- **Required work**:
[A] According to the news excerpt about Lee's resolution and the Gosnell case, how many criminal charges does Gosnell face?
[B] Carry on the news excerpt about Lee's resolution and the Gosnell case, picking up after its last sentence.

- **Provided text**:
----

Lee’s resolution, obtained by The Daily Caller, focuses in large measure on the crimes for which Gosnell is being tried. It is entitled, “Expressing the sense of the Senate that Congress and the States should investigate and correct abusive, unsanitary, and illegal abortion practices.”

“Whereas the Report of the Grand Jury documented a pattern, over a period of 2 decades, at the Women’s Medical Society of Philadelphia of untrained and uncertified personnel performing abortions, non-medical personnel administering medications, grossly unsanitary and dangerous conditions, violations of law regarding storage of human remains, and, above all, instances of willful murder of infants born alive by severing their spinal cords,” the resolution reads in part.

The Grand Jury report, cited in Lee’s resolution, tells the gut-wrenching details about what allegedly went on inside Gosnell’s “House of Horrors” clinic. It describes Gosnell’s clinic as a “baby charnel house” in which Gosnell sought to reap the highest profit without regard for the safety of those in his care or the lives of the babies whose necks he “snipped.”

Gosnell faces more than 250 criminal charges, including first degree murder charges for the deaths of four babies born alive in botched abortions and a third degree murder charge for one woman killed in 2009 from a drug overdose during an abortion.

----

- **Dataset content**:
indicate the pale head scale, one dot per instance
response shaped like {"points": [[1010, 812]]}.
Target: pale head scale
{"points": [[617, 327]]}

----

- **Responses**:
[A] More than 250 criminal charges.

[B]
“[N]o woman should ever be abandoned, by policy or practice, to the depredations of an unlicensed, unregulated, or uninspected clinic operating outside of the law with no regard for the mothers or children ostensibly under its care,” the resolution states, going on to add that it is incumbent upon federal, state and local governments “to prevent dangerous conditions at abortion clinics.”

The resolution further delves into the fact that women were referred from out of state to Gosnell’s Women’s Medical Society of Philadelphia. It also reports of other unsavory practices in other abortion facilities, including Planned Parenthood clinics in Delaware.

Lee’s resolution declares that the Senate should look to rectify “abusive, unsanitary, and illegal abortion practices” as well as “the interstate referral of women and girls to facilities engaged in dangerous or illegal second- and third-trimester procedures.”

The resolution also calls for congressional investigations and hearings on abortions performed near and at a fetus’ point of viability in order to “evaluate the extent to which such abortions involve violations of the civil right to life of infants who are born alive or are capable of being born alive, and therefore are entitled to equal protection under the law.”

Lee’s resolution adds that a government review of these issues is “long overdue and is an urgent priority.”

Gosnell’s alleged crimes were only uncovered when his facility was raided for a drug investigation and the police noticed the unsavory conditions of his clinic.

“In the end, Gosnell was only caught by accident, when police raided his offices to seize evidence of his illegal prescription selling,” the Grand Jury report reads. “Once law enforcement agents went in, they couldn’t help noticing the disgusting conditions, the dazed patients, the discarded fetuses. That is why the complete regulatory collapse that occurred here is so inexcusable. It should have taken only one look.”

On Monday, the Gosnell jury is slated resume deliberations.